DIRECTIONS: Exact repetition is required: output every record in full.

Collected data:
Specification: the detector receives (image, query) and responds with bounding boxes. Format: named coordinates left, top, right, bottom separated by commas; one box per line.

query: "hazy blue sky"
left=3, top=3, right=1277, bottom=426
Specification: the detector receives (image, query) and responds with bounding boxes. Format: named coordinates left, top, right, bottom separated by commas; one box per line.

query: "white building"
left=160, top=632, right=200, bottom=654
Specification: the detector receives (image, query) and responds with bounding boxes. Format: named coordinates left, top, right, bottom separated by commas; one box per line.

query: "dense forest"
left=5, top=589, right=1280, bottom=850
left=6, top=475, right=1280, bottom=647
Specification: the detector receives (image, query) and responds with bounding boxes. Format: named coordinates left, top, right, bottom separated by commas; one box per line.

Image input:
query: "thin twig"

SOLUTION TO THIS EXERCISE:
Specification: the detector receives (image, query) and responds with bounding boxes. Format: named coordinates left, top, right, bottom separated by commas; one box per line.

query: "hazy blue sky"
left=3, top=3, right=1277, bottom=426
Specification: the detector receives (image, query) and responds with bounding boxes. Format: named coordinates left, top, right, bottom separated by commas; one box per line.

query: "white building"
left=160, top=632, right=200, bottom=654
Specification: the detector receives (image, query) and responds with bounding boxes. Format: named coordinates left, top, right, bottom separated by commas; one box per line.

query: "dense forest"
left=5, top=589, right=1280, bottom=850
left=6, top=475, right=1280, bottom=647
Specification: the detector receives (image, query) and responds with bounding boxes. Format: named coordinates left, top, right, bottom separated by commas; one box per line.

Image input:
query: "thin twig"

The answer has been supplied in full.